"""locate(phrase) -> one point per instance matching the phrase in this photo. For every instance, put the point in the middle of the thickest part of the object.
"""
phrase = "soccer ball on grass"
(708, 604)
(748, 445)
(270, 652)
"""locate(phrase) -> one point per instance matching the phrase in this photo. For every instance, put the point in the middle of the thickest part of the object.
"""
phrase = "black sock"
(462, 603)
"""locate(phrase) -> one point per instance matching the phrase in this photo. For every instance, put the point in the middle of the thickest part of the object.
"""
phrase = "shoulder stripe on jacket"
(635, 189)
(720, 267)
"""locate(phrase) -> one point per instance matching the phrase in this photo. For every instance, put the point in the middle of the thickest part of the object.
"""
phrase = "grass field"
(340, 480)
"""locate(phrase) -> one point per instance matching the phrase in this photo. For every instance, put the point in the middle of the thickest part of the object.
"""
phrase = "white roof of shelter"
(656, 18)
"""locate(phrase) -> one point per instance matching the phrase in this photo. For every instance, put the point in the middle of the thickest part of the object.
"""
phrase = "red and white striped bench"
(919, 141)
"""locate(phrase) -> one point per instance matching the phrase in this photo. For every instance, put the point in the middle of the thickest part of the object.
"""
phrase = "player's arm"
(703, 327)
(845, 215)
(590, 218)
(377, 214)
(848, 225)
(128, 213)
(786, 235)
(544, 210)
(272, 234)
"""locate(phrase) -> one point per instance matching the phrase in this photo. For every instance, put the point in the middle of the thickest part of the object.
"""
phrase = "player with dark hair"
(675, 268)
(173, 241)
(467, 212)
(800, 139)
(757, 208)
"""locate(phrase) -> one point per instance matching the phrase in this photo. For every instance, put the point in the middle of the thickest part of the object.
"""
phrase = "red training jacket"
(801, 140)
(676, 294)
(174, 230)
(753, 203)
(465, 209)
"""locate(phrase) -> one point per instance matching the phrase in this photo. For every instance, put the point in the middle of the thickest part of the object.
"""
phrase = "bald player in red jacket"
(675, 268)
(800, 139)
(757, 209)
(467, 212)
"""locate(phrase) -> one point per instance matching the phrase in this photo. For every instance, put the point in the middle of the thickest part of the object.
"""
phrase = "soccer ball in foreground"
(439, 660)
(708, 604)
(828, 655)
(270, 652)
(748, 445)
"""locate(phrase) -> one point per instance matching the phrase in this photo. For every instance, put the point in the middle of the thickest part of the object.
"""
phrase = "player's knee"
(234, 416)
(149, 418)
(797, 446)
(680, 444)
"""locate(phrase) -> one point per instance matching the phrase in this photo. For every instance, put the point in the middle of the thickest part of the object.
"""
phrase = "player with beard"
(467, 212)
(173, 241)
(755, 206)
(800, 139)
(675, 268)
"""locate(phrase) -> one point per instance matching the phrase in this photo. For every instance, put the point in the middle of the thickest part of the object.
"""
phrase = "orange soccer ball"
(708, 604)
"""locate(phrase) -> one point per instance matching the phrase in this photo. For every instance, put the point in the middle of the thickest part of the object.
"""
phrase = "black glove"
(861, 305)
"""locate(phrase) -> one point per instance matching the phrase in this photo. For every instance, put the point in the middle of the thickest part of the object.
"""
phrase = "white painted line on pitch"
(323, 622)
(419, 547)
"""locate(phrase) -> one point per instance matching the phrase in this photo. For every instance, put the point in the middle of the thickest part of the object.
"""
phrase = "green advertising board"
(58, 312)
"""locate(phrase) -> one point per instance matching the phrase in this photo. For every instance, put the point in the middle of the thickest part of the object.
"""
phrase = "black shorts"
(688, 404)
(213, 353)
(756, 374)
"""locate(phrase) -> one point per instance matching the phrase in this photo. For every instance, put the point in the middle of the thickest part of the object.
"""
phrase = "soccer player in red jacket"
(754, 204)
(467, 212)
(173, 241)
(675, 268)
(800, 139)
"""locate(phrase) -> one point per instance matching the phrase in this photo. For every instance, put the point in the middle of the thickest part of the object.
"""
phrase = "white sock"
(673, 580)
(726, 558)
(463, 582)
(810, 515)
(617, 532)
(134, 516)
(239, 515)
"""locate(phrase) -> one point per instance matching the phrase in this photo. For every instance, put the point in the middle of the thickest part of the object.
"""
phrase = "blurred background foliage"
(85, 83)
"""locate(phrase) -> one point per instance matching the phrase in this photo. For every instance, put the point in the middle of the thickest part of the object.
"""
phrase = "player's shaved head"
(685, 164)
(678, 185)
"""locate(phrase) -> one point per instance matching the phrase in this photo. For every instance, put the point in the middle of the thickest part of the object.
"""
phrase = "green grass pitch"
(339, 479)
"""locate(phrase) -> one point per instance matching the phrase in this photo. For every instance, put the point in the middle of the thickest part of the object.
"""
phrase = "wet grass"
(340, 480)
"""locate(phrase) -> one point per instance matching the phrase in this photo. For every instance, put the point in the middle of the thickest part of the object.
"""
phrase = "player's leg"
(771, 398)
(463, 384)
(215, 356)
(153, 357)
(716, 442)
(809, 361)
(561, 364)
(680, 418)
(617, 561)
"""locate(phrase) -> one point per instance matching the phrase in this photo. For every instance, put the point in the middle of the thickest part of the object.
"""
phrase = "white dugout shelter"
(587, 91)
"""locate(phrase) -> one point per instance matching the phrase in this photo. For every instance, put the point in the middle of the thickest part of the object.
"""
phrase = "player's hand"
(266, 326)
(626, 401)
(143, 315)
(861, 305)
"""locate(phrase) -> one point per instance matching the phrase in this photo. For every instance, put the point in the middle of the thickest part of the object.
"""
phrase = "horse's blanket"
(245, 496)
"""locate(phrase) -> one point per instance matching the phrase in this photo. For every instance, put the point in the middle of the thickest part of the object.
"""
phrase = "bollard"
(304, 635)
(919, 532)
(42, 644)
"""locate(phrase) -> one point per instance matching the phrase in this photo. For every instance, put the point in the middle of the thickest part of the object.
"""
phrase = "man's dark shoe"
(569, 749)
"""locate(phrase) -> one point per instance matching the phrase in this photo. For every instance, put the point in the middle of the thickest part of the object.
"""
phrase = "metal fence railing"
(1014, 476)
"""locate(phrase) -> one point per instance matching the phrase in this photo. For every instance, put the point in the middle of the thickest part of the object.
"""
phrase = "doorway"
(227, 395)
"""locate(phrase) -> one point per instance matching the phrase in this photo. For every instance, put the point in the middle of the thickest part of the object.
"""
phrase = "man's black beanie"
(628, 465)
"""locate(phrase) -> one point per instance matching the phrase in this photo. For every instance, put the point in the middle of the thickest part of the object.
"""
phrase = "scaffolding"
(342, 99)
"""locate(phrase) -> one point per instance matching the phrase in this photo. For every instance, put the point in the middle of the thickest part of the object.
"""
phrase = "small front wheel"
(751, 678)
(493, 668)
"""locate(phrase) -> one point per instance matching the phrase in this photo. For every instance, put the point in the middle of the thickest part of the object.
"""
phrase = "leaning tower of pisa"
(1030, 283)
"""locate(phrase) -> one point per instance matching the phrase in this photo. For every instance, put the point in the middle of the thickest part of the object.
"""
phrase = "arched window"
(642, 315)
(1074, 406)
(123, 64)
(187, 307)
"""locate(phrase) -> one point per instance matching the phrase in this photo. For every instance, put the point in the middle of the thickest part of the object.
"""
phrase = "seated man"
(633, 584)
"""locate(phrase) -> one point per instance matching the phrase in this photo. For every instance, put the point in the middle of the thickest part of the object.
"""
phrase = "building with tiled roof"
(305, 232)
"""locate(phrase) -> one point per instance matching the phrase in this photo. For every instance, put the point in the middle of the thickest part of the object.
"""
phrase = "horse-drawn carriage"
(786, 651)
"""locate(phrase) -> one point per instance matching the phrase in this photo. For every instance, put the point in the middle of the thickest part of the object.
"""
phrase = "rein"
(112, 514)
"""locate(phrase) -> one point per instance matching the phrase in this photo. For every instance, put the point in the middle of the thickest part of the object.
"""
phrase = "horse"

::::::::::

- YOUR INSTRUCTIONS
All of the data must be returned exactly.

- REPLY
"""locate(phrase) -> one point per instance matching the phrase in this photo. For every instance, put the point in the middle of the thickest part of the object.
"""
phrase = "soccer ball on grass"
(708, 604)
(748, 445)
(270, 652)
"""locate(phrase) -> one point per instance matching the phrase in this photo. For every instance, put the point in the middle of the thickest part of the object.
"""
phrase = "black sock"
(462, 603)
"""locate(phrase) -> one point per instance matching the phrase in this photo. For every instance, put the point in the middle of the thickest part of the object.
"""
phrase = "shoulder stripe on jacket"
(635, 189)
(720, 267)
"""locate(phrase) -> one point per instance matching the phrase in this photo. For every instance, put the point in the middle of the thickest part of the object.
"""
phrase = "grass field"
(340, 480)
"""locate(phrase) -> one point per instance matching the phrase in this photo. For every instance, put the point in the middle of the thickest part of the object.
"""
phrase = "white roof of shelter"
(656, 18)
"""locate(phrase) -> one point per instance matching the phrase in this photo. For every instance, put the point in the middle of the thickest part of the object.
"""
phrase = "red and white striped bench"
(919, 141)
"""locate(phrase) -> one point per instance matching the phrase in this photo. For every instance, put the point in the middle of the thickest part of the object.
"""
phrase = "player's arm"
(703, 327)
(845, 215)
(590, 218)
(377, 214)
(848, 225)
(128, 213)
(786, 235)
(544, 210)
(272, 234)
"""locate(phrase) -> one point per instance matching the phrase in this photo. For every instance, put the point in the middle of the thickest part of the object.
"""
phrase = "player with dark hair"
(675, 268)
(173, 241)
(467, 212)
(800, 139)
(757, 208)
"""locate(phrase) -> one point per instance matching the phrase in this photo. For every instance, put the point in the middle of the thickest part of the object.
"""
phrase = "red training jacket"
(801, 140)
(676, 294)
(174, 230)
(753, 203)
(465, 209)
"""locate(phrase) -> one point per instance matching the phrase in this photo. For every instance, put the point in the middle of the thickest part of the object.
"""
phrase = "bald player in red jacket"
(675, 268)
(800, 139)
(757, 209)
(467, 212)
"""locate(phrase) -> one point per instance matching the phrase in this photo. For every instance, put the point in the middle of the thickest part of the object.
"""
phrase = "soccer ball in foreground"
(439, 660)
(708, 604)
(828, 655)
(270, 652)
(748, 445)
"""locate(phrase) -> one point per instance matching the phrase in this photo. For every instance, put the point in the middle of the thickest part of the object.
"""
phrase = "player's knee"
(234, 416)
(149, 418)
(797, 446)
(680, 444)
"""locate(phrase) -> one point per instance matching the phrase in this photo. For every instance, put the point in the middle of the thickest part of the object.
"""
phrase = "player with beard"
(467, 212)
(173, 241)
(755, 206)
(800, 139)
(675, 268)
"""locate(phrase) -> one point per instance matching the phrase in this photo. For every instance, put the point in the middle of the thickest part of the object.
"""
phrase = "orange soccer ball"
(708, 604)
"""locate(phrase) -> one point per instance matching the phrase in this photo. For every instance, put the point in the middle of the thickest part of the object.
"""
phrase = "black glove"
(861, 305)
"""locate(phrase) -> one point per instance matching the phrase in this photo. For every instance, put the point in the middle of the thickest part of the object.
"""
phrase = "white painted line on pitch"
(323, 622)
(419, 547)
"""locate(phrase) -> one point per instance matching the phrase in this photo. For every instance, put the point in the middle of the thickest part of the object.
"""
phrase = "green advertising board"
(58, 312)
"""locate(phrase) -> one point per instance matching the phrase in this photo. For every instance, put the point in the middle of the thickest part of the object.
"""
phrase = "black shorts"
(688, 404)
(213, 353)
(756, 374)
"""locate(phrase) -> one point per instance matching the phrase in this photo. For every instance, put the point in the middle of the thickest part of the object.
"""
phrase = "soccer player in red jacket"
(754, 204)
(467, 212)
(173, 241)
(675, 268)
(800, 139)
"""locate(phrase) -> one point per instance matching the phrase in this photo. For every instance, put the point in the middle of the thickest part of the object.
"""
phrase = "white sock"
(673, 580)
(726, 558)
(463, 582)
(810, 515)
(617, 532)
(134, 516)
(239, 515)
"""locate(phrase) -> one point per instance matching the phrase in this photo. For every instance, put the point in the middle of the thickest part of the object.
"""
phrase = "blurred background foliage"
(85, 83)
"""locate(phrase) -> one point per instance matching the phrase in this photo. For every instance, put the point in the middle of the thickest part of the object.
"""
phrase = "player's shaved head"
(685, 164)
(678, 185)
"""locate(phrase) -> one point per instance matching the phrase in this photo. For every instance, put the point in the middle of the thickest part of the object.
"""
phrase = "green grass pitch"
(339, 479)
"""locate(phrase) -> one point per instance matching the phrase in this photo. For every instance, put the point in the middle of the thickest part of the object.
"""
phrase = "wet grass"
(340, 480)
"""locate(phrase) -> one point per instance matching the phrase in this photo. For every instance, put the point in the middle of the thickest part of the object.
"""
phrase = "player's leg"
(771, 398)
(463, 384)
(215, 356)
(153, 357)
(716, 442)
(809, 361)
(561, 364)
(680, 418)
(617, 561)
"""locate(phrase) -> one point per instance matching the phrase in this photo. For every instance, put the point in the middle of the thickest part of the object.
"""
phrase = "white dugout shelter"
(587, 91)
"""locate(phrase) -> one point per instance matching the phrase in this photo. For every instance, put the point in the middle of the thickest part of the object.
"""
phrase = "player's hand"
(266, 326)
(626, 401)
(143, 315)
(861, 305)
"""locate(phrase) -> one point per instance matching the phrase in this photo. For every instance, put the point in the middle of the thickest part of the object.
"""
phrase = "horse's blanket"
(245, 496)
"""locate(phrase) -> one point per instance matching the phrase in this photo. For every instance, put the point in the middle of the thickest part of the object.
"""
phrase = "bollard"
(304, 635)
(919, 532)
(42, 644)
"""locate(phrase) -> one point per instance matching the phrase in this photo. For every instance, put the point in the middle of the thickest part of the object.
"""
phrase = "man's dark shoe"
(569, 749)
"""locate(phrase) -> one point per instance matching the phrase in this photo. For every instance, put the point in the middle of the thickest part of the object.
"""
phrase = "metal fence railing"
(1014, 476)
"""locate(phrase) -> one point per instance matching the phrase in this photo. For every instance, put the point in the middle of the thickest part of the object.
"""
phrase = "doorway"
(227, 395)
"""locate(phrase) -> one point per instance matching the phrase in this photo. For every instance, put the point in the middle of the thickest part of the object.
"""
phrase = "man's black beanie"
(628, 465)
"""locate(phrase) -> one point per instance matching the phrase in this photo. For every instance, put the point in the middle of the thickest part of the object.
"""
phrase = "scaffolding"
(342, 99)
"""locate(phrase) -> one point per instance matching the phrase in this photo. For every instance, put the point in the middle of the thickest part of the object.
"""
phrase = "small front wheel"
(751, 678)
(493, 668)
"""locate(phrase) -> one point per instance matching the phrase in this photo. For every instance, put the point in the middle of the thickest part of the object.
"""
phrase = "leaning tower of pisa"
(1030, 283)
"""locate(phrase) -> one point per instance matching the phrase in this photo. For every instance, put the point in the middle of the thickest part of the object.
"""
phrase = "arched window"
(642, 315)
(1074, 406)
(123, 64)
(187, 307)
"""locate(phrase) -> one point per instance matching the phrase in this photo. For every instance, put the point in the middle of the thickest part of the object.
"""
phrase = "seated man"
(633, 584)
"""locate(phrase) -> one point per instance matching the phrase in this photo. For every instance, put the point in the middle of the thickest part of the object.
"""
phrase = "building with tiled roof"
(305, 232)
"""locate(phrase) -> one point per instance matching the phrase in this photo. For every instance, put the point in the middle of the thickest part of the object.
"""
phrase = "horse-drawn carriage"
(786, 651)
"""locate(phrase) -> one point per instance matching the phrase in this photo. For every instance, put the point in the middle of the thickest part of the object.
"""
phrase = "rein"
(112, 514)
"""locate(phrase) -> one point per instance matching the phrase in this photo. For every instance, put the point in the middle of the thickest part of the object.
"""
phrase = "horse"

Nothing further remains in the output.